* _What you have to do_: Please restate the entries verbatim. The copy should hold no pictures.
Data for review below:
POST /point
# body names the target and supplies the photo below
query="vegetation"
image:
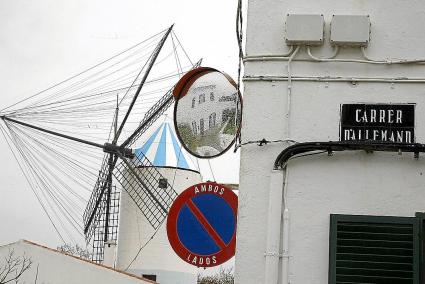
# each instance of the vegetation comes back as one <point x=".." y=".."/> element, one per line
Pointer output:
<point x="75" y="251"/>
<point x="224" y="276"/>
<point x="13" y="267"/>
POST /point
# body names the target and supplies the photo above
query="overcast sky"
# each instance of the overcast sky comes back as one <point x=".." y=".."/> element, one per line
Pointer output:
<point x="45" y="41"/>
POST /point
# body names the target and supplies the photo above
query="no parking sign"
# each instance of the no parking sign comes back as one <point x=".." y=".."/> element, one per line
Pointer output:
<point x="201" y="224"/>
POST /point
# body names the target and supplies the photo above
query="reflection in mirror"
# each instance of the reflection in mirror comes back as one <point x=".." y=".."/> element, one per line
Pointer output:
<point x="207" y="114"/>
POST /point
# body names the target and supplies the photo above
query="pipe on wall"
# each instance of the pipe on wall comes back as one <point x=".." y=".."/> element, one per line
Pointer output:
<point x="277" y="196"/>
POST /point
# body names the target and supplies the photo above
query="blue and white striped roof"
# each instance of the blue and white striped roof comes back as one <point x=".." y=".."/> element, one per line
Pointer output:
<point x="163" y="149"/>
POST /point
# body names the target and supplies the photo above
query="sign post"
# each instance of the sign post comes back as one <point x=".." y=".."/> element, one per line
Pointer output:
<point x="201" y="224"/>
End of Data for review.
* _Solution to this exercise_:
POST /point
# body names the target and supplies the photo below
query="vegetation"
image:
# each instance of the vegetation comes back as one <point x=".." y=".."/> element, one per line
Pointer output:
<point x="75" y="251"/>
<point x="224" y="276"/>
<point x="13" y="267"/>
POST /point
# body names the target and supplies the photo above
query="overcast sky"
# each instance of the overcast sky comes back as one <point x=".." y=".."/> element, one per line
Pointer output:
<point x="45" y="41"/>
POST /point
# body names the target and supplies the photo above
query="no parking sign"
# each instance of the no parking sign comes back as one <point x=".." y=".."/> element, one per line
Pointer output:
<point x="201" y="224"/>
POST /point
# body names the target and supplies the photo above
query="reflection in mirror"
# each instance of the reflection in mirror comes back as one <point x=".." y=".."/> element, one per line
Pointer output:
<point x="207" y="114"/>
POST /point
# body names the target and supplies the photo above
query="pipe on wall"
# each instance of the pipe on wall comes back as one <point x=".." y=".."/> element, one per line
Pointer output:
<point x="277" y="196"/>
POST /point
# body names the target and supplies the photo above
query="blue and white striped roof"
# each instance of the blue and white striped roof comes back as one <point x=".." y=".."/> element, one per line
Pointer output:
<point x="163" y="149"/>
POST /point
# body names the target and supplies the photo above
query="sign post"
# each instance of the sign post comes back as one <point x=".." y=".."/> element, one per line
Pointer output:
<point x="201" y="224"/>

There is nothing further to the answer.